(Point-per-instance localization data)
◆ ◆ ◆ ◆
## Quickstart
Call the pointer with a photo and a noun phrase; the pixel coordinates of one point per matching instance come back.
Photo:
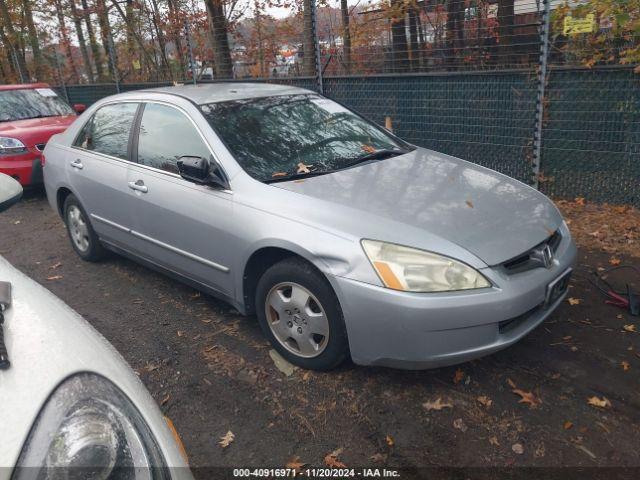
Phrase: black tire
(302, 273)
(94, 251)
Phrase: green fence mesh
(591, 134)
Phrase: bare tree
(33, 40)
(346, 35)
(12, 41)
(220, 40)
(95, 48)
(77, 22)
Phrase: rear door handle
(138, 186)
(77, 163)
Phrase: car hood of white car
(48, 342)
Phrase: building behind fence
(518, 100)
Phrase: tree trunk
(308, 41)
(95, 48)
(175, 29)
(455, 30)
(346, 36)
(105, 35)
(221, 52)
(66, 42)
(505, 32)
(81, 41)
(399, 37)
(162, 43)
(11, 40)
(33, 40)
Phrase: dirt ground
(209, 369)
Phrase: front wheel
(301, 316)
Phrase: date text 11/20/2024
(316, 472)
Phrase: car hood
(47, 343)
(36, 130)
(489, 214)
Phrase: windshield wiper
(377, 155)
(295, 176)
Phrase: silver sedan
(343, 239)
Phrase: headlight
(11, 146)
(413, 270)
(89, 429)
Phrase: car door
(186, 226)
(98, 170)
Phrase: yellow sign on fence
(579, 25)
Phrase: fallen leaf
(378, 457)
(295, 463)
(437, 404)
(459, 424)
(227, 439)
(527, 397)
(331, 459)
(599, 402)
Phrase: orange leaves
(599, 402)
(525, 397)
(331, 459)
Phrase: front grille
(531, 259)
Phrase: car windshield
(281, 136)
(31, 103)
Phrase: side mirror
(10, 191)
(198, 170)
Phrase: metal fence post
(316, 40)
(542, 84)
(192, 64)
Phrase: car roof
(204, 93)
(23, 86)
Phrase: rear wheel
(301, 316)
(83, 239)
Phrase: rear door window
(107, 132)
(165, 135)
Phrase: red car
(29, 115)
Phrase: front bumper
(414, 331)
(25, 168)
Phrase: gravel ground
(210, 371)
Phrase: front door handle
(77, 163)
(138, 186)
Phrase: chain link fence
(500, 83)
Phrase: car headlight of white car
(89, 429)
(413, 270)
(11, 146)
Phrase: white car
(70, 406)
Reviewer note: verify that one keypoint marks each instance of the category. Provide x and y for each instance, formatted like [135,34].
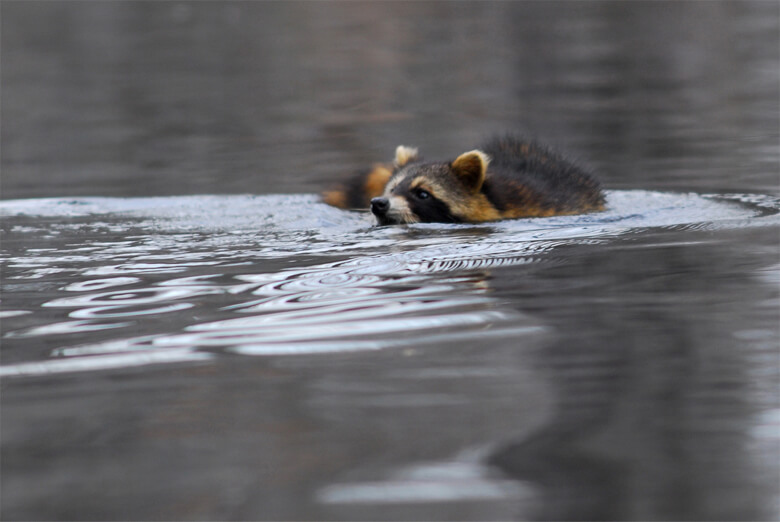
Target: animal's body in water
[505,178]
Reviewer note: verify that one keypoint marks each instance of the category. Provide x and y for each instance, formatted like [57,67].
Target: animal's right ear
[404,155]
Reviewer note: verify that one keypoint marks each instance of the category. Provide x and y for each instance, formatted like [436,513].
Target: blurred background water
[187,333]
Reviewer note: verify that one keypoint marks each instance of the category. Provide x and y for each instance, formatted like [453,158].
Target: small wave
◆ ◆ ◆ ◆
# What is required
Once the pictures are set aside, write out each record exactly.

# Solution for this task
## Quickstart
Call the pointer with a photo and a noun phrase; the pixel coordinates of one point per matching instance come back.
Photo:
Phrase: black tire
(302, 273)
(94, 251)
Phrase: green fence mesh
(591, 134)
Phrase: bare tree
(33, 40)
(346, 35)
(12, 41)
(220, 40)
(95, 48)
(77, 22)
Phrase: rear door handle
(138, 186)
(77, 163)
Phrase: car hood of white car
(48, 342)
Phrase: building behind fence
(518, 100)
Phrase: tree trunk
(308, 41)
(95, 48)
(175, 29)
(455, 30)
(346, 36)
(105, 35)
(221, 52)
(66, 42)
(505, 32)
(81, 41)
(399, 37)
(162, 43)
(11, 40)
(33, 40)
Phrase: dirt ground
(209, 369)
Phrase: front wheel
(301, 316)
Phrase: date text 11/20/2024
(316, 472)
Phrase: car hood
(47, 343)
(36, 130)
(489, 214)
Phrase: windshield wiper
(377, 155)
(295, 176)
Phrase: silver sedan
(343, 239)
Phrase: headlight
(11, 146)
(413, 270)
(89, 429)
Phrase: car door
(186, 226)
(98, 170)
Phrase: yellow sign on fence
(579, 25)
Phrase: fallen leaf
(378, 457)
(295, 463)
(437, 404)
(459, 424)
(227, 439)
(527, 397)
(331, 459)
(599, 402)
Phrase: orange leaves
(599, 402)
(525, 397)
(331, 459)
Phrase: front grille
(531, 259)
Phrase: car windshield
(281, 136)
(31, 103)
Phrase: side mirror
(10, 191)
(198, 170)
Phrase: metal fence post
(316, 40)
(542, 84)
(192, 64)
Phrase: car roof
(204, 93)
(23, 86)
Phrase: rear wheel
(301, 316)
(83, 239)
Phrase: rear door window
(107, 132)
(165, 135)
Phrase: red car
(29, 115)
Phrase: front bumper
(414, 331)
(25, 168)
Phrase: gravel ground
(210, 371)
Phrase: front door handle
(77, 163)
(138, 186)
Phrase: chain link fence
(500, 83)
Phrase: car headlight of white car
(89, 429)
(413, 270)
(11, 146)
Phrase: white car
(70, 406)
Reviewer note: verify that one keypoint marks each instance of the category. Provide x and y for each instance, formatted like [135,34].
Target: animal's body in water
[505,178]
Reviewer note: verify that one keypoint marks each instance of the category. Provide x and y for each instance, formatted like [57,67].
Target: animal's right ear
[404,155]
Reviewer note: verify that one keypoint marks each instance of the category. Provide x and y for each instance, formatted like [436,513].
Target: blurred background water
[187,333]
Reviewer note: verify that one keypoint marks each instance of the category. Provide x and y for each instance, formatted like [453,158].
Target: small wave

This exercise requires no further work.